++++ Texto proporcionado ++++

# Alimentador para taladro destornillador a baterias



## idoru (May 19, 2015)

Hola,

Antes que nada, soy aficionado al soldador pero de electrónica se poquito y como se suele decir la ignorancia es atrevida 

Llevo tiempo buscando y no he encontrado solución concreta así que perdón por anticipado si pregunto algo que ya está resulto en otro sitio.

Dispongo de un taladro atornillador eléctrico a 12V. que como todos termino sus días cuando las baterías le empezaron a fallar. Busque aquí y en otros sitios y gracias a vuestros consejos mediante un transformador de alógenos de 12V 4A y un puente rectificador volvió a funcionar como en sus mejores días por poco más de 6 euros.

Con el tiempo he ido acumulando diversas herramientas eléctricas en la misma situación, ya que es más barato comprar una nueva en cualquier oferta que cambiar las baterías. Y me he planteado repetir el experimento pero conseguir transformadores distintos a 12 V de tanto amperaje no es ni fácil ni barato.

Por ello me pregunto: 
Es posible reducir el voltaje de este transformador a las salidas más comunes 2.4, 3.6, 7.2, 9 y fabricar una especie de sustituto universal de baterías?

++++ Datos proporcionados ++++

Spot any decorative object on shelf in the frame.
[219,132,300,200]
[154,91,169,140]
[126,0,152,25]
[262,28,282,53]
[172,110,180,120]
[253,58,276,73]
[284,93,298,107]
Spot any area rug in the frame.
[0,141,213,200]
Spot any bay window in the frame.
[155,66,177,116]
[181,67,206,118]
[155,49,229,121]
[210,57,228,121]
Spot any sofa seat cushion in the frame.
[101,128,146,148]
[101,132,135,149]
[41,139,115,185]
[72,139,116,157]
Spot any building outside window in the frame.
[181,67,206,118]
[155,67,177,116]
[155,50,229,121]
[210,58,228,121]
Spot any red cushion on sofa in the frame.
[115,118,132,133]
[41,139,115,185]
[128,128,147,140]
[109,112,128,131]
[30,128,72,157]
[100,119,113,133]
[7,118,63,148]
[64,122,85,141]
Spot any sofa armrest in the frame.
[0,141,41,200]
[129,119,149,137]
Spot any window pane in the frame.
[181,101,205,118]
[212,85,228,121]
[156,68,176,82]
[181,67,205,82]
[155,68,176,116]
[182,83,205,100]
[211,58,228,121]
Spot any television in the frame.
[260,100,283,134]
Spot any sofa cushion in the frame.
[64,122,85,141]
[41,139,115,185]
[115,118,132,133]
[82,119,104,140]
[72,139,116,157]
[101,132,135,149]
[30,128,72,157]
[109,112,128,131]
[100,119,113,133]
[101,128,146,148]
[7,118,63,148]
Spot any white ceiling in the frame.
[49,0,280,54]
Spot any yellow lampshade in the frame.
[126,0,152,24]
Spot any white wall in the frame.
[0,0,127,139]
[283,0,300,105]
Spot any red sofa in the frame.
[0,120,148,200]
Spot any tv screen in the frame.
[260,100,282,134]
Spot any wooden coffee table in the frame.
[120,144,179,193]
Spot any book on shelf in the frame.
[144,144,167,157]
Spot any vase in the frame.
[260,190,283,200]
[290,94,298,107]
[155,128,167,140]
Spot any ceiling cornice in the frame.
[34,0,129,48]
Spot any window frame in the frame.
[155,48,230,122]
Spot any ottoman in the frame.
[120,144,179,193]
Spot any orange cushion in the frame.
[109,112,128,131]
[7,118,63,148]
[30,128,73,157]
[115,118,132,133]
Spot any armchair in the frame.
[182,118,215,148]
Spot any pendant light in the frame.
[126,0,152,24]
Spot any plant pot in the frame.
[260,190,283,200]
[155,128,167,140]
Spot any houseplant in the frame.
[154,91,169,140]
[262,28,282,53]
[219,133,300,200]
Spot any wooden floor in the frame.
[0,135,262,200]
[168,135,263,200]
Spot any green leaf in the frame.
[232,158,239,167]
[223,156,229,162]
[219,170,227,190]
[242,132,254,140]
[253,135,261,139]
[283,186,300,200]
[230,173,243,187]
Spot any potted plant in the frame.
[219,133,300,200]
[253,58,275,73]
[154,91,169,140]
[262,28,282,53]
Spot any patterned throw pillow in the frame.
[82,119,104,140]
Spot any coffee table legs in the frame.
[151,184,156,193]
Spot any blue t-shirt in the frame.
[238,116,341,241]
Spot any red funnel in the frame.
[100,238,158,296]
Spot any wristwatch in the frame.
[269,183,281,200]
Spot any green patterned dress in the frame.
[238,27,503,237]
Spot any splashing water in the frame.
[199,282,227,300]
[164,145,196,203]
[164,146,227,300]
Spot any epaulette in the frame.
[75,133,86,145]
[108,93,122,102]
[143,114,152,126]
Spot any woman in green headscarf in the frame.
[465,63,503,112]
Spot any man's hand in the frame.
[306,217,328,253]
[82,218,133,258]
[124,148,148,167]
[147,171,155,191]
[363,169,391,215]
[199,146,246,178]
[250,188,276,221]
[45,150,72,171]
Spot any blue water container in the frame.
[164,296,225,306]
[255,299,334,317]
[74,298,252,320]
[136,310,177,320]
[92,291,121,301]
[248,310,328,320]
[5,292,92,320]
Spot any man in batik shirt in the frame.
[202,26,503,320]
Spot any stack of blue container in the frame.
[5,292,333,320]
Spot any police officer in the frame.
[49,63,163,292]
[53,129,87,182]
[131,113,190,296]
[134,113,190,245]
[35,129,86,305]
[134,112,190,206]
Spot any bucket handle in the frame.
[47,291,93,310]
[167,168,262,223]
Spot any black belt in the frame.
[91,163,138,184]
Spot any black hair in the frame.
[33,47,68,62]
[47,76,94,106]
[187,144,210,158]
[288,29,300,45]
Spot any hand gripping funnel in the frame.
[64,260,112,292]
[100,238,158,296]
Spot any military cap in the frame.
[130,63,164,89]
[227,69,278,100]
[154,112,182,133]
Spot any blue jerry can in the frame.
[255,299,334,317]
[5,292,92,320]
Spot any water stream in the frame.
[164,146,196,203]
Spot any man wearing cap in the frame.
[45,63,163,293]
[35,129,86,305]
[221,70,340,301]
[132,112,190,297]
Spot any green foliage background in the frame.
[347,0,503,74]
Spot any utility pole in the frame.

++++

== Qué hacer ==
Reproduce íntegro el hilo sobre el alimentador para taladro atornillador, sin alterar ni una palabra.

== Resultado ==
# Alimentador para taladro destornillador a baterias



## idoru (May 19, 2015)

Hola,

Antes que nada, soy aficionado al soldador pero de electrónica se poquito y como se suele decir la ignorancia es atrevida 

Llevo tiempo buscando y no he encontrado solución concreta así que perdón por anticipado si pregunto algo que ya está resulto en otro sitio.

Dispongo de un taladro atornillador eléctrico a 12V. que como todos termino sus días cuando las baterías le empezaron a fallar. Busque aquí y en otros sitios y gracias a vuestros consejos mediante un transformador de alógenos de 12V 4A y un puente rectificador volvió a funcionar como en sus mejores días por poco más de 6 euros.

Con el tiempo he ido acumulando diversas herramientas eléctricas en la misma situación, ya que es más barato comprar una nueva en cualquier oferta que cambiar las baterías. Y me he planteado repetir el experimento pero conseguir transformadores distintos a 12 V de tanto amperaje no es ni fácil ni barato.

Por ello me pregunto: 
Es posible reducir el voltaje de este transformador a las salidas más comunes 2.4, 3.6, 7.2, 9 y fabricar una especie de sustituto universal de baterías?